### Directions for this task
Reproduce exactly the lines from the line containing "Where can you spot the concrete" through the end of the records below, including both ends, and nothing else.

### Provided data
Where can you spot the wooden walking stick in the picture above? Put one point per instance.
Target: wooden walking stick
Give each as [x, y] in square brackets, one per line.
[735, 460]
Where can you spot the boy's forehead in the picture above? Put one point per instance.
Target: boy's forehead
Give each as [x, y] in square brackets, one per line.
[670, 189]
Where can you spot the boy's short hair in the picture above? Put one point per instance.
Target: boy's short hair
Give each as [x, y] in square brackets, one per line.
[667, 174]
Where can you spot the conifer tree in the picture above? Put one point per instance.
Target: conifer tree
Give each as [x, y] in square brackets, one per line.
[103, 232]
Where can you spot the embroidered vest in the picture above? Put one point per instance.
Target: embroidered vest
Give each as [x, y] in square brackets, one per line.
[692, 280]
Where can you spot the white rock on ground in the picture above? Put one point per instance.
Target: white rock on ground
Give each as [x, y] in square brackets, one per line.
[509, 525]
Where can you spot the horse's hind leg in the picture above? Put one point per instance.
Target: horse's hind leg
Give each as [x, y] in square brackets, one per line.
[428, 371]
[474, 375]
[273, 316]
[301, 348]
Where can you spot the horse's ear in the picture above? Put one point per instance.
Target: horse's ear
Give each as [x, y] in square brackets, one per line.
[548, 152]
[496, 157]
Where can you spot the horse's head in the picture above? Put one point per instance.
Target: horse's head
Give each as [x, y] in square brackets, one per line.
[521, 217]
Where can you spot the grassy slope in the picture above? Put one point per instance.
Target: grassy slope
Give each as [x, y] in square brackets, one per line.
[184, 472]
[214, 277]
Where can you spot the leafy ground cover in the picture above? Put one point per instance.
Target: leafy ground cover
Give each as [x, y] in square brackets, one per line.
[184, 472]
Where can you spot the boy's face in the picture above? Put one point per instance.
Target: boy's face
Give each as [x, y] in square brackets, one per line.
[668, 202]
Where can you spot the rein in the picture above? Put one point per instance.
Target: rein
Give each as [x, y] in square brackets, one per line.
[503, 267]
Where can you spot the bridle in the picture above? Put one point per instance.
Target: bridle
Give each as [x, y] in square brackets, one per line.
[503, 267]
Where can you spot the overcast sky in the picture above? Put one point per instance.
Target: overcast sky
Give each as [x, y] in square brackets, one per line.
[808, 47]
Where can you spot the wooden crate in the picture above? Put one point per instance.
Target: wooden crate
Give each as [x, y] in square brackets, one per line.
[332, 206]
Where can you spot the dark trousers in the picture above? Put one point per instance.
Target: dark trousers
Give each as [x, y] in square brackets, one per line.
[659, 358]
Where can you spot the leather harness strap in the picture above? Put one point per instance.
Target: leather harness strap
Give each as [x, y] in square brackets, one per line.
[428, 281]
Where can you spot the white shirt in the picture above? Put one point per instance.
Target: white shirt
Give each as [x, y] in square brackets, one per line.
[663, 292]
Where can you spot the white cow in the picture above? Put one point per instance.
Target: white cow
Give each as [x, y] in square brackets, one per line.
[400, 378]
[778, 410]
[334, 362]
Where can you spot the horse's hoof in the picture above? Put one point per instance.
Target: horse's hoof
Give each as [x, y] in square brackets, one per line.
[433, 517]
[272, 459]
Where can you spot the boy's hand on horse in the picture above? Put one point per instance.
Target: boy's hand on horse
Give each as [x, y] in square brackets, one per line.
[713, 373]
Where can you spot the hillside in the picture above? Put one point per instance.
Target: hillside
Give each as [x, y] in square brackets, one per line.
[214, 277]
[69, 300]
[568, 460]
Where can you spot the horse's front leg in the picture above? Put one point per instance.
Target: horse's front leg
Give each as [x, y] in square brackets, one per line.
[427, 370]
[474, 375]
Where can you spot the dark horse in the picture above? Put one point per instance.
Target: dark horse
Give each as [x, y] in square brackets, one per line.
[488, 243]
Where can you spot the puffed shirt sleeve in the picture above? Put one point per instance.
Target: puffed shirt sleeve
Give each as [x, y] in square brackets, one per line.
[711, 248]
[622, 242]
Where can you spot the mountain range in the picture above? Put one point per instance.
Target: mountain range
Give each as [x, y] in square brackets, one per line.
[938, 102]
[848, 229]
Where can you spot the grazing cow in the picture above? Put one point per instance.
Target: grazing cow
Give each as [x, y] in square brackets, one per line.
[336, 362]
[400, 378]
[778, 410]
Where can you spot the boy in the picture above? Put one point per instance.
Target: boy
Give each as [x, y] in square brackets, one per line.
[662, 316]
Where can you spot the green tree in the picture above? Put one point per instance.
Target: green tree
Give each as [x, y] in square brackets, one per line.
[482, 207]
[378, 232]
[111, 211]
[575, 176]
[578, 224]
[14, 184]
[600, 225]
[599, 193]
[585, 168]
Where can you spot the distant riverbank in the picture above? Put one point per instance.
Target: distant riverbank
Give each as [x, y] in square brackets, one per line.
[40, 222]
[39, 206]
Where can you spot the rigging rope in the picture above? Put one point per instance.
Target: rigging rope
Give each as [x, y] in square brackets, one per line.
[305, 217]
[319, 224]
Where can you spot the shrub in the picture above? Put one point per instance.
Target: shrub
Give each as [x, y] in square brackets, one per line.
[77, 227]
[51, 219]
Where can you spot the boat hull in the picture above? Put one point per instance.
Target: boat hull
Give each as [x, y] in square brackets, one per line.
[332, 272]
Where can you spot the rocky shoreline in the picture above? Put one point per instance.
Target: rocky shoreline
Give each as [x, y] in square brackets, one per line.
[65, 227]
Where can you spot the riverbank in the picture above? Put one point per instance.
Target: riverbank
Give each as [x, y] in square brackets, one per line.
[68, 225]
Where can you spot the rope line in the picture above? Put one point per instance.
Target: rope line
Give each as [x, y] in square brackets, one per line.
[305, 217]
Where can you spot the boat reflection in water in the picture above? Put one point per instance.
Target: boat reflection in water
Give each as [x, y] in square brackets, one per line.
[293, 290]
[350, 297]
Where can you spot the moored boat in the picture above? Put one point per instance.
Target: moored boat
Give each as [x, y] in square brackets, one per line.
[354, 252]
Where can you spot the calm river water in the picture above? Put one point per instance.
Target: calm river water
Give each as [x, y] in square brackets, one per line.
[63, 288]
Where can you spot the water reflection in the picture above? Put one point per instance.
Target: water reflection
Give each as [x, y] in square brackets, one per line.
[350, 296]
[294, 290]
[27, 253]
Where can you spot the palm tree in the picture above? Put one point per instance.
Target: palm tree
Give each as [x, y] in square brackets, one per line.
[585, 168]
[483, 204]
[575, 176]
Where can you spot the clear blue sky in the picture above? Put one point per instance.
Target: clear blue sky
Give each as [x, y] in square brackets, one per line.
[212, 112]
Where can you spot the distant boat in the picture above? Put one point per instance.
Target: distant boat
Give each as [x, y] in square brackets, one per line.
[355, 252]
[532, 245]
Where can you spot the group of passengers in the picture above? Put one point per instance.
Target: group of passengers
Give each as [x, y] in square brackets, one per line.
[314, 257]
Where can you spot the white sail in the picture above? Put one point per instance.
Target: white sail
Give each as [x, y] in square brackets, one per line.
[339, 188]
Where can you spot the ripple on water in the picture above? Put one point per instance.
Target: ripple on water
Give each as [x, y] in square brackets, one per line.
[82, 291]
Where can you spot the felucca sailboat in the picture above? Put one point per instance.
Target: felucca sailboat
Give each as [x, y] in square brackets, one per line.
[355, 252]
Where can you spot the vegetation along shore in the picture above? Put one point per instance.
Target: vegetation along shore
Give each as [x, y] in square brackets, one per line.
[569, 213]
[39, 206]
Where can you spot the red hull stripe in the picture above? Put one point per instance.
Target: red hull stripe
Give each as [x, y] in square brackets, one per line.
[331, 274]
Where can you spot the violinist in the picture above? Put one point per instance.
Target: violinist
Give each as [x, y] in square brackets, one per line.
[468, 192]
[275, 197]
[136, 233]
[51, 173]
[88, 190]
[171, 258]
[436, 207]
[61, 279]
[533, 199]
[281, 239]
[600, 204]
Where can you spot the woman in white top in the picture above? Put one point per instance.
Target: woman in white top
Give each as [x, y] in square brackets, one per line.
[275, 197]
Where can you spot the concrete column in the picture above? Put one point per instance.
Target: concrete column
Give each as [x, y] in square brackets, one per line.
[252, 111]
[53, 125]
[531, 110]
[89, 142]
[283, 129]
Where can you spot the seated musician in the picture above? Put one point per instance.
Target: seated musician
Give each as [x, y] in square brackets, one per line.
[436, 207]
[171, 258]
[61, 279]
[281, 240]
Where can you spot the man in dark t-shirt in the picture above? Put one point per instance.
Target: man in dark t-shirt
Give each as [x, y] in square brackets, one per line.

### Answer below
Where can you spot the concrete column in the picture above? Put one point per instance.
Target: concrete column
Give each as [x, y] in square brackets, one per line.
[252, 111]
[53, 125]
[531, 110]
[89, 142]
[283, 129]
Where can you spot the seated musician in the picture above? Put one point per instance.
Target: seated musician
Give each as [x, y] in square brackets, one per line.
[436, 207]
[171, 258]
[61, 279]
[281, 240]
Where can you spot the man in dark t-shirt in the picture above? Put one point per instance.
Target: man in dark t-shirt
Give each as [x, y] in square brackets, one per line.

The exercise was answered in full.